:: Entries supplied ::

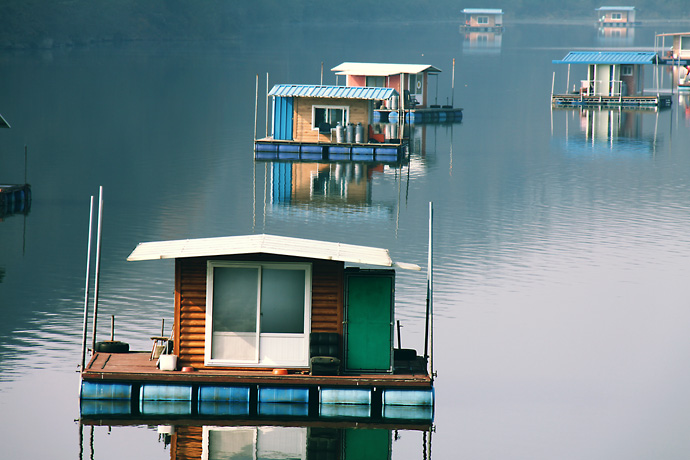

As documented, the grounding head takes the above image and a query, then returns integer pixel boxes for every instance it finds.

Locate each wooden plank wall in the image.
[292,97,369,142]
[174,257,344,369]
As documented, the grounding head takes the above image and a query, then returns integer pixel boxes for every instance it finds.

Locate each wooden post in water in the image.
[80,195,93,371]
[254,73,259,140]
[91,185,103,351]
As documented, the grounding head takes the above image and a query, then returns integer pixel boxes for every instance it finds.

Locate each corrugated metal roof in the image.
[127,234,419,270]
[462,8,503,14]
[552,51,656,64]
[268,85,398,100]
[331,62,441,77]
[595,6,635,11]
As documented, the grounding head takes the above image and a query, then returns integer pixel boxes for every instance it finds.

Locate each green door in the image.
[345,270,395,372]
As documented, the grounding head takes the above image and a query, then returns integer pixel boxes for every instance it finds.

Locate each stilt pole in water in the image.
[91,185,103,351]
[254,73,259,140]
[80,195,93,371]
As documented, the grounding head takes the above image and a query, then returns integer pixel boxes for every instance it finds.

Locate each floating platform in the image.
[373,106,462,124]
[80,352,434,421]
[0,184,31,217]
[551,94,673,109]
[254,138,407,163]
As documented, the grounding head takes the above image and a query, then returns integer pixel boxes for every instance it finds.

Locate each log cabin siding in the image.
[292,97,371,142]
[174,255,344,369]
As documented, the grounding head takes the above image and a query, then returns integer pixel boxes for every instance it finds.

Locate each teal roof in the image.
[552,51,656,64]
[268,85,398,101]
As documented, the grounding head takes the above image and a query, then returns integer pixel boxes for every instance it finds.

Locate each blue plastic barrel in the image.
[81,382,132,401]
[319,388,371,404]
[257,402,309,417]
[319,404,370,418]
[139,383,192,401]
[383,388,434,406]
[259,387,309,403]
[199,386,249,402]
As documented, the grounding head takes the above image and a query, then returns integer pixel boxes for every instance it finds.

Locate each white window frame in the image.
[311,105,350,131]
[204,260,312,367]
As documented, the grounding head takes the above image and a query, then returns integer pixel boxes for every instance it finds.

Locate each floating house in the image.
[596,6,639,27]
[551,51,671,108]
[462,8,503,31]
[254,84,406,162]
[81,235,433,411]
[331,62,462,123]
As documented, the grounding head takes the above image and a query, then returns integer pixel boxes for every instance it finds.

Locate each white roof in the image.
[462,8,503,14]
[331,62,441,77]
[127,234,420,270]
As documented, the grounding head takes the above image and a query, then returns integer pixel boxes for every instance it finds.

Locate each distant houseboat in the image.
[551,51,671,108]
[254,84,407,162]
[596,6,639,27]
[331,62,462,123]
[81,235,433,415]
[462,8,503,31]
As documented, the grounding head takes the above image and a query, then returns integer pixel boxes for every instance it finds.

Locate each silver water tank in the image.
[335,122,345,144]
[345,123,355,144]
[355,123,364,144]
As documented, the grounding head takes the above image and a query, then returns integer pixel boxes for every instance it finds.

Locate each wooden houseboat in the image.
[462,8,503,31]
[551,51,671,108]
[254,84,407,162]
[81,235,434,415]
[596,6,640,27]
[331,62,462,123]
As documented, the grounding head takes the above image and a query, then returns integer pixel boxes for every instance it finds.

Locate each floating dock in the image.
[0,184,31,217]
[551,94,673,110]
[254,138,408,163]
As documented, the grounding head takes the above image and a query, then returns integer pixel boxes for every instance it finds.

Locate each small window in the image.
[311,105,349,129]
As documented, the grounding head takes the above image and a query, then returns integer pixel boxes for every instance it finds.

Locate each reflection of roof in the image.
[268,85,398,100]
[127,234,419,270]
[331,62,441,77]
[552,51,656,64]
[462,8,503,14]
[595,6,635,11]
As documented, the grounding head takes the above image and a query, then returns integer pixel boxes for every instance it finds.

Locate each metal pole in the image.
[450,58,455,107]
[254,73,259,140]
[266,72,268,137]
[80,195,93,371]
[91,185,103,351]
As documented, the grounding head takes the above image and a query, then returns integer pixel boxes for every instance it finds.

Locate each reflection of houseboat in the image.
[596,6,640,27]
[461,8,503,31]
[551,51,671,108]
[81,235,433,417]
[254,85,406,161]
[462,31,503,54]
[331,62,462,123]
[80,419,432,460]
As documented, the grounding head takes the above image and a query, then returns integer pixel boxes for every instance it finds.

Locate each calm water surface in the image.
[0,23,690,459]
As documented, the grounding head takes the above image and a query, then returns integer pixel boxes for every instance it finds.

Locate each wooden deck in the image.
[81,352,432,388]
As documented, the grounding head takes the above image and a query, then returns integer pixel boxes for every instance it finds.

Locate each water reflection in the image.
[551,108,659,156]
[79,420,432,460]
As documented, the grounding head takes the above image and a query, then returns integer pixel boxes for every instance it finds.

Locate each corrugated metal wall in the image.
[273,97,293,141]
[175,255,344,369]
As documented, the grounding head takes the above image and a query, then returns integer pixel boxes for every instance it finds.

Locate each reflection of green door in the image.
[345,270,395,371]
[343,428,391,460]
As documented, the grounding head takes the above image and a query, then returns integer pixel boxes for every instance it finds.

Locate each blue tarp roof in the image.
[268,85,398,101]
[552,51,656,64]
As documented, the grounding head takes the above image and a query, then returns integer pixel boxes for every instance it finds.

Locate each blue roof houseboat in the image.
[254,84,406,162]
[462,8,503,31]
[596,6,639,27]
[81,235,433,415]
[551,51,671,108]
[331,62,462,123]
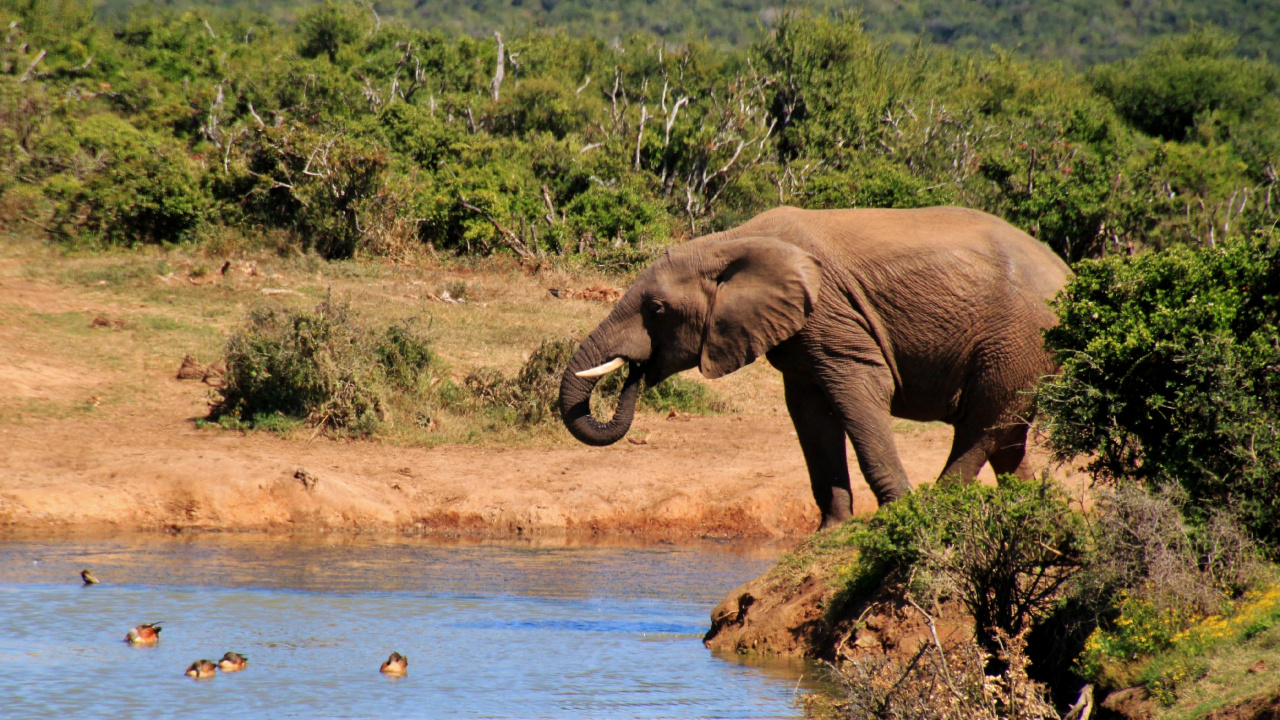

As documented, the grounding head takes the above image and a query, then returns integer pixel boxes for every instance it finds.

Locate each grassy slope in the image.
[100,0,1280,64]
[0,229,782,446]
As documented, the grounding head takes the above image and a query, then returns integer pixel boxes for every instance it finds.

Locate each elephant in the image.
[559,206,1071,529]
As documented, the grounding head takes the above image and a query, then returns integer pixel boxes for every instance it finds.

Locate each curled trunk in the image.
[561,342,644,446]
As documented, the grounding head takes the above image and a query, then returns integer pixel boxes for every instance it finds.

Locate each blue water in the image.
[0,536,813,719]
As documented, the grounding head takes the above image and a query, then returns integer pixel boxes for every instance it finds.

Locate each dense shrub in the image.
[1039,232,1280,543]
[1073,484,1268,687]
[844,477,1084,651]
[211,300,434,434]
[829,632,1059,720]
[1092,28,1280,140]
[41,114,210,245]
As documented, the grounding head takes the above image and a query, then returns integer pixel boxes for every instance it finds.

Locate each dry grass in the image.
[0,234,785,445]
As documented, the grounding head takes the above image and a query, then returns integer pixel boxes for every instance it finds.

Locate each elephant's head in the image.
[561,237,822,445]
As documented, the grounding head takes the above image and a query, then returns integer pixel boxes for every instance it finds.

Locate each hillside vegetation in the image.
[100,0,1280,64]
[0,0,1280,719]
[0,0,1280,268]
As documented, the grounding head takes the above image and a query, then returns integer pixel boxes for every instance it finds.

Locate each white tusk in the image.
[573,357,627,378]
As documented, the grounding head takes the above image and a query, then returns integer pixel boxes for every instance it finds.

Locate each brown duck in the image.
[184,660,218,678]
[381,652,408,676]
[218,652,248,673]
[124,623,161,644]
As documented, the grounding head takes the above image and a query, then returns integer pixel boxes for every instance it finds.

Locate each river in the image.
[0,534,818,720]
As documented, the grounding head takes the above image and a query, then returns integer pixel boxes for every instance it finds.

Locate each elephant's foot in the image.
[818,488,854,530]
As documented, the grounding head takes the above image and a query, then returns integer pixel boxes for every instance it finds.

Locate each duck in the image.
[184,660,218,679]
[124,623,161,644]
[218,652,248,673]
[381,652,408,676]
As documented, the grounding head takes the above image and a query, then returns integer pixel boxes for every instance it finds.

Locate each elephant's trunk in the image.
[561,338,644,446]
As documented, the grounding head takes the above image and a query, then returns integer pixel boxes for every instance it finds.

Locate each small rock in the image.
[854,628,882,650]
[293,468,320,492]
[178,355,205,380]
[88,315,125,331]
[1102,685,1156,720]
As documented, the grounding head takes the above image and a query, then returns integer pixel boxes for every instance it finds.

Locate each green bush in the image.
[1038,231,1280,552]
[841,477,1084,650]
[211,300,435,434]
[44,114,211,245]
[1092,28,1280,140]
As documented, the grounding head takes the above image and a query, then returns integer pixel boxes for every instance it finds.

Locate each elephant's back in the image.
[735,206,1071,300]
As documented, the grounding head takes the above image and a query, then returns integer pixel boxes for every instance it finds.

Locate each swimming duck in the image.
[383,652,408,675]
[184,660,218,678]
[218,652,248,673]
[124,623,161,644]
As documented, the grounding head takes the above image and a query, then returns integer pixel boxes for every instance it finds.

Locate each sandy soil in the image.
[0,267,1080,539]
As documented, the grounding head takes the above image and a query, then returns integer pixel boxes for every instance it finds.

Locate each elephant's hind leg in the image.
[988,423,1036,480]
[782,373,854,529]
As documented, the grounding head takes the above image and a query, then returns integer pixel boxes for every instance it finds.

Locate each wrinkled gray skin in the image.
[561,208,1071,528]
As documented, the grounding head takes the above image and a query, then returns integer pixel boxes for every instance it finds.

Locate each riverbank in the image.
[0,237,1044,541]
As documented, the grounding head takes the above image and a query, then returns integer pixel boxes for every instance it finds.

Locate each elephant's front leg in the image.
[819,360,911,507]
[782,373,854,530]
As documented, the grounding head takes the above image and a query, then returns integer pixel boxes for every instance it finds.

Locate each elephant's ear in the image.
[699,237,822,378]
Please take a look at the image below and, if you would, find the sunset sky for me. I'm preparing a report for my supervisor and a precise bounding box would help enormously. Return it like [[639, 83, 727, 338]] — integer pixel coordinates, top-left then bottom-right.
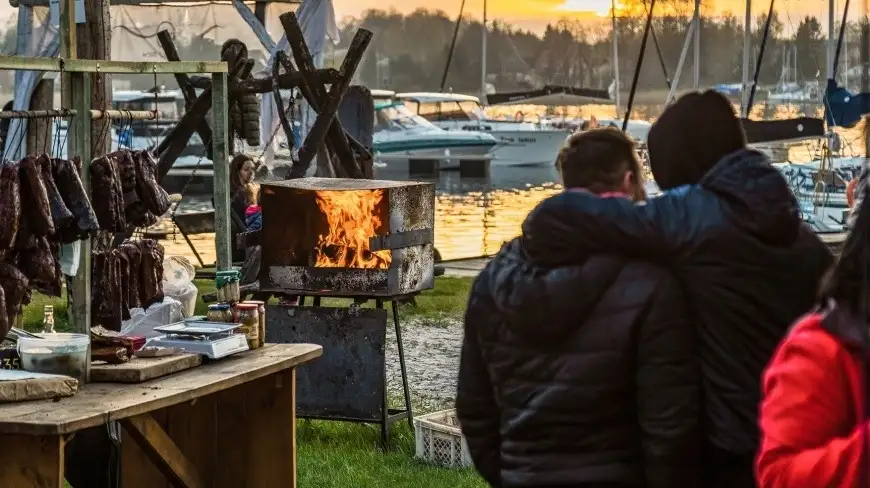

:::

Task prompt
List every line in the listing that contains the word "metal".

Result of this task
Locate each corrugated metal roof in the image.
Locate each metal pole in the image.
Locate each corrugated metal wall in the image.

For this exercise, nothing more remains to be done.